What is needed
Write the records out again, keeping each line exactly as it is.

==== Available data

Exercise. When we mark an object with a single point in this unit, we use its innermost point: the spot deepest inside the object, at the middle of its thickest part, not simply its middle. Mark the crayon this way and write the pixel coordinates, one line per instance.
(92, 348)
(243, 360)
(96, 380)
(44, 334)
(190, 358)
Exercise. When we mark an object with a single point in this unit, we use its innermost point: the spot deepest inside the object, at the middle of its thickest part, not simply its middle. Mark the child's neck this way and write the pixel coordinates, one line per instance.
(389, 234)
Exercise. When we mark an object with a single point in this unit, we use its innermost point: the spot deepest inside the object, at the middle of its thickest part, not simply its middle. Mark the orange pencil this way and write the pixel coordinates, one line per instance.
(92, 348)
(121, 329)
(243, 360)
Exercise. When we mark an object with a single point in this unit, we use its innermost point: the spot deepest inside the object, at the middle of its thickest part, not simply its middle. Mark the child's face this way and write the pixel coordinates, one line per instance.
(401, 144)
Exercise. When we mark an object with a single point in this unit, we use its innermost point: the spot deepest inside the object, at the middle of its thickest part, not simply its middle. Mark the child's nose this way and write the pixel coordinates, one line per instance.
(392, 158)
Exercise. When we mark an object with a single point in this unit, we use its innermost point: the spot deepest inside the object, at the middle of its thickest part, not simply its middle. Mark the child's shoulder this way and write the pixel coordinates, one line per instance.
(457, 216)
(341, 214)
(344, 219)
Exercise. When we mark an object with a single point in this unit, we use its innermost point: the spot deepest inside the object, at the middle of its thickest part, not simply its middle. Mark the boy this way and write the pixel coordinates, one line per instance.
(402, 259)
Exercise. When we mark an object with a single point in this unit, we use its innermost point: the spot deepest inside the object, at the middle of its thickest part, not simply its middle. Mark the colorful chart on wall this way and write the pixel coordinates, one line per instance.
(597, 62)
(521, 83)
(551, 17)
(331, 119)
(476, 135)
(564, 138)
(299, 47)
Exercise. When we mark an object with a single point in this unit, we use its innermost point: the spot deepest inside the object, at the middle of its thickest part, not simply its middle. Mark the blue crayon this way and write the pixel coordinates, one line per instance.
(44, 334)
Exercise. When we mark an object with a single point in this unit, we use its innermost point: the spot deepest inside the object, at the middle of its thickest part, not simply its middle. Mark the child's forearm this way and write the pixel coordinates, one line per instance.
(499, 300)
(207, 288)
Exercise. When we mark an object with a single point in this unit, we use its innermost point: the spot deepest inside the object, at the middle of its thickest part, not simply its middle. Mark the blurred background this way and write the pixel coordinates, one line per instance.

========

Result for this task
Exercise. When we mark an object with a single point in this unit, we use its innermost point: the spot deepest inside the object, at the middle of its thickest part, not simply its middle. Mark the crayon this way and write the pixel coordinates, one line per instance.
(92, 348)
(243, 360)
(96, 380)
(44, 334)
(190, 358)
Exercise. When we mark an object with a single point in this unit, we use its innermost point: the spot deepest inside the object, at the middle of its thickest part, not simply its middle. Mark the child's neck this way and write the pixel coordinates, one line per instance.
(389, 234)
Exercise. When we mark an object with a single point in this unit, we use its innermost point: the spot deepest inside the object, at the middle of its thickest part, not simply its middle. Mark the orange pencil this way and write the pixel coordinates, one line per instance.
(92, 348)
(121, 329)
(243, 360)
Exercise. When we mark an object with a single point in this unit, we use its innermost point: the spot deepest inside the object, at the middle of its thickest part, not simply its middle. Mark the child's face this way and write the pixel coordinates, one line per instance.
(401, 144)
Exercise. When we mark an object with a single point in this unit, we use its innermost point: the spot deepest inside the object, at the middle of its thickest part, not simply its middle. Mark the child's nose this way and write the pixel coordinates, one line per instance.
(392, 158)
Exercise. When we mark an object with a single point in this unit, we use its innermost point: the spot deepest inside the object, at the middle of its thickest part, not simply its middle. Mark the child's shoulder this way and write the pixel coordinates, one line per instance.
(457, 216)
(341, 214)
(344, 219)
Exercise. When we mark an object with a single point in this unit, we use its innermost point: the spot deepest inside the object, at the middle of its thickest part, not simply its middle. Mark the boy this way and write the pixel coordinates, one line per instance.
(402, 259)
Exercise. When we mark an object with a single point in this unit, we use its innermost point: the spot deepest inside the object, at the middle of its thickest part, not simply its middle. Mark the colorful chart on wall this way and write the pixel coordinates, one line per instance.
(597, 62)
(521, 83)
(551, 17)
(331, 119)
(476, 135)
(564, 138)
(299, 47)
Exercise. When we mark an object with a single point in this unit, we use its innermost point: the spot deepest inside the object, at the middle of its thickest part, not simply its middle. Mark the blue crayon this way and write the pixel coordinates, one line per instance.
(44, 334)
Exercise. When we mark an object with a single point in this unit, we use its innermost point: the spot deepest inside the object, at the middle of its thickest part, not simply its middle. Mark the child's forearm this way and write the pixel coordinates, one line per instance.
(499, 300)
(207, 288)
Exercise. When we mark an object with a single point in this unit, we use its innermost point: the spot deepest inside the object, at the middle of its thickest part, not simply its middle. Mark the blurred background this way and write the pixel coordinates, one line per instance.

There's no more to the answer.